- **Short exercise**
Reproduce the passage of the entry about love that begins at the words "Its all that" and ends after the words "love being loved.".

- **Document**
start

As corny as it is, it is a hard question. You don't want to hurt someone that you love but you also don't want to lie to them. I mean I already did that once and a half. I said and then I took it back. I said it again but I didn't mean it like he wanted me too. And now I say it and I mean it or at least I am pretty positive I mean it.
I am afraid that if I take it back now, its really going to hurt him and I would never want to do that to him. He loves me and I know that and I am so lucky to have him. I just have other thoughts sometimes. Even though he took two weeks to think to make sure that he was sure I am afraid to tell him that I have been thinking. I just don't want him to think I lied to him again. Last time I did something close he almost broke up with me and I would never want that to happen. This is just a jumble of words I hope no one ever reads especially not him.
Its all that sermons fault. It put those crazy ideas into my head and thats when I started second guessing myself. It said that some people love unconditionally and other love with conditions. Two minutes ago I was positive that I loved him unconditionally, but now I think I have one condition. I think its possible that I love him as long as he loves me. I don't know if I would love him if he didn't love me. I might love the idea of being in love or better yet I love being loved.

end

- **Listed entries**
start

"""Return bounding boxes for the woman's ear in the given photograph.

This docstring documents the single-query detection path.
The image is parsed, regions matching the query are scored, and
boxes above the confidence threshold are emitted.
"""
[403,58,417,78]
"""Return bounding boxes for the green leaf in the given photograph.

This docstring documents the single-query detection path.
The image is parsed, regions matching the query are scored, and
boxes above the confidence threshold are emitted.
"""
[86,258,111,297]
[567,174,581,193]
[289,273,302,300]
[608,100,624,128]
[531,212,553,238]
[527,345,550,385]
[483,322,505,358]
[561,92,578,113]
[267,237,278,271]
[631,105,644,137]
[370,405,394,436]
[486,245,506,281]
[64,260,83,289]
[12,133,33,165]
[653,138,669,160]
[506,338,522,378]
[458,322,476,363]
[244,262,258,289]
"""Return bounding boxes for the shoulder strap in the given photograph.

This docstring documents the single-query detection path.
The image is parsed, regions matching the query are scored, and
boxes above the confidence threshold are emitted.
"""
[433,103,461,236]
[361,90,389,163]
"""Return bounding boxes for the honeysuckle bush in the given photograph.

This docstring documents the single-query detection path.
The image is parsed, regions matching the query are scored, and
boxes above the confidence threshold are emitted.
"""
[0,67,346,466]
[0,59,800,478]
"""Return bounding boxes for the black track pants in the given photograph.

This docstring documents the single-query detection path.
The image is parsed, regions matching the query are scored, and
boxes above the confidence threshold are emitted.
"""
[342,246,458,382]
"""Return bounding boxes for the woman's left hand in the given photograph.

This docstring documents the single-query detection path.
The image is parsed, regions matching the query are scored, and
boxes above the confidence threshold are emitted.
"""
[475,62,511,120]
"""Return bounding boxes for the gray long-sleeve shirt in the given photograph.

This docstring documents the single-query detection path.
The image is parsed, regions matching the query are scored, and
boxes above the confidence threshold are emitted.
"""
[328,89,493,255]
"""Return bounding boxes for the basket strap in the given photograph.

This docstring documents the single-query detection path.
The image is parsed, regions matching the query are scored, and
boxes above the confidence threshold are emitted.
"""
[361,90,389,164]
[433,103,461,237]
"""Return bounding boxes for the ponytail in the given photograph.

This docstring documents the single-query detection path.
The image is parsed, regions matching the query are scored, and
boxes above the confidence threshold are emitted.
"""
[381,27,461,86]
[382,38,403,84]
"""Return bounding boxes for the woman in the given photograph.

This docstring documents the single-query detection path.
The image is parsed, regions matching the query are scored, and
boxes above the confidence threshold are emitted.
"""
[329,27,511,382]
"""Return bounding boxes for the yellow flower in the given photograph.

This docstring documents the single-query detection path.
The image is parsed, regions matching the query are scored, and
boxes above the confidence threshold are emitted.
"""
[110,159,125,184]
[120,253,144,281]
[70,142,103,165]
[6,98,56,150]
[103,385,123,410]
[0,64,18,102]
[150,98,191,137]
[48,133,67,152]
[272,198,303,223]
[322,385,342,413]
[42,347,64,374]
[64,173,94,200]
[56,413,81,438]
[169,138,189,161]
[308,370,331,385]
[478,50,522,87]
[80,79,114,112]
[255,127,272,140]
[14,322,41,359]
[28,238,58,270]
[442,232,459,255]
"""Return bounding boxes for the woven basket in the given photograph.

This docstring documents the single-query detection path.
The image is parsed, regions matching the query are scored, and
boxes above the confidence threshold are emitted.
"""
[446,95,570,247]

end
start

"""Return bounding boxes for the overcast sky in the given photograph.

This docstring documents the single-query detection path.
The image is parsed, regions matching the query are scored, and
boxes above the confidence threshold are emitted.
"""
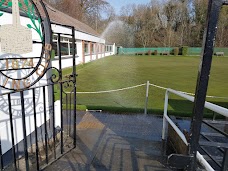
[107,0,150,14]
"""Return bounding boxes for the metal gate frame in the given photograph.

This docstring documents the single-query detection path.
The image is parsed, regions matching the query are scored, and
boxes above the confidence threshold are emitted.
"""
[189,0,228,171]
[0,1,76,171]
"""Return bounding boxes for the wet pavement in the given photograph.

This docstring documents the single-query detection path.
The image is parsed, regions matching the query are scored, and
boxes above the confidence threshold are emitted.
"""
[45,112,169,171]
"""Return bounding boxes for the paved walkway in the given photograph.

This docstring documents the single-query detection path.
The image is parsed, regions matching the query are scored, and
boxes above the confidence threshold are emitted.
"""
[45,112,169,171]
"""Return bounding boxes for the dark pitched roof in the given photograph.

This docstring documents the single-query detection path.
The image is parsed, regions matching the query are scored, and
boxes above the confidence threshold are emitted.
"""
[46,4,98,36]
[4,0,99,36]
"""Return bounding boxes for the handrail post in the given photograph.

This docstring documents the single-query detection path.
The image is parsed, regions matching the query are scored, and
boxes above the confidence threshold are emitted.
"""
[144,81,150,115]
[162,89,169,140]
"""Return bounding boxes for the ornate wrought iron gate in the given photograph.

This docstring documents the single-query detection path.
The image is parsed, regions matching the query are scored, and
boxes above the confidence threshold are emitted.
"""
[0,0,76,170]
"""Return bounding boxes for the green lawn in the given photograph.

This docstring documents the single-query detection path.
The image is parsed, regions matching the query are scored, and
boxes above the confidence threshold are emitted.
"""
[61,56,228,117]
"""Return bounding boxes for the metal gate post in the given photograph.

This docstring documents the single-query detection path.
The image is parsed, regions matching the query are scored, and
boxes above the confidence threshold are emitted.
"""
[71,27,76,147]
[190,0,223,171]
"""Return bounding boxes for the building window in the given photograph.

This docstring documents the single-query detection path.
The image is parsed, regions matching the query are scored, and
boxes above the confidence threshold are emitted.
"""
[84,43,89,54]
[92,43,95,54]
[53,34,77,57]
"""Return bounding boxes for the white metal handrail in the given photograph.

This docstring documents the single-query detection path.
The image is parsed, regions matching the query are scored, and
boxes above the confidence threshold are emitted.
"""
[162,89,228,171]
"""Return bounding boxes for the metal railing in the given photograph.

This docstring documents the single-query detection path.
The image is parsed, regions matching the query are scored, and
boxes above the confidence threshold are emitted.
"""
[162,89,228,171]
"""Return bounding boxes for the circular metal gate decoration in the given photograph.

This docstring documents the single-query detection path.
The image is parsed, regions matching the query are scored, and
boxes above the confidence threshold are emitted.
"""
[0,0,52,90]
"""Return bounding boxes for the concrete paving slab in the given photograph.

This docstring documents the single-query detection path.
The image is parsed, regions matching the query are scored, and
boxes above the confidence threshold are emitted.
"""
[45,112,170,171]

end

- **Solved problem**
Its all that sermons fault. It put those crazy ideas into my head and thats when I started second guessing myself. It said that some people love unconditionally and other love with conditions. Two minutes ago I was positive that I loved him unconditionally, but now I think I have one condition. I think its possible that I love him as long as he loves me. I don't know if I would love him if he didn't love me. I might love the idea of being in love or better yet I love being loved.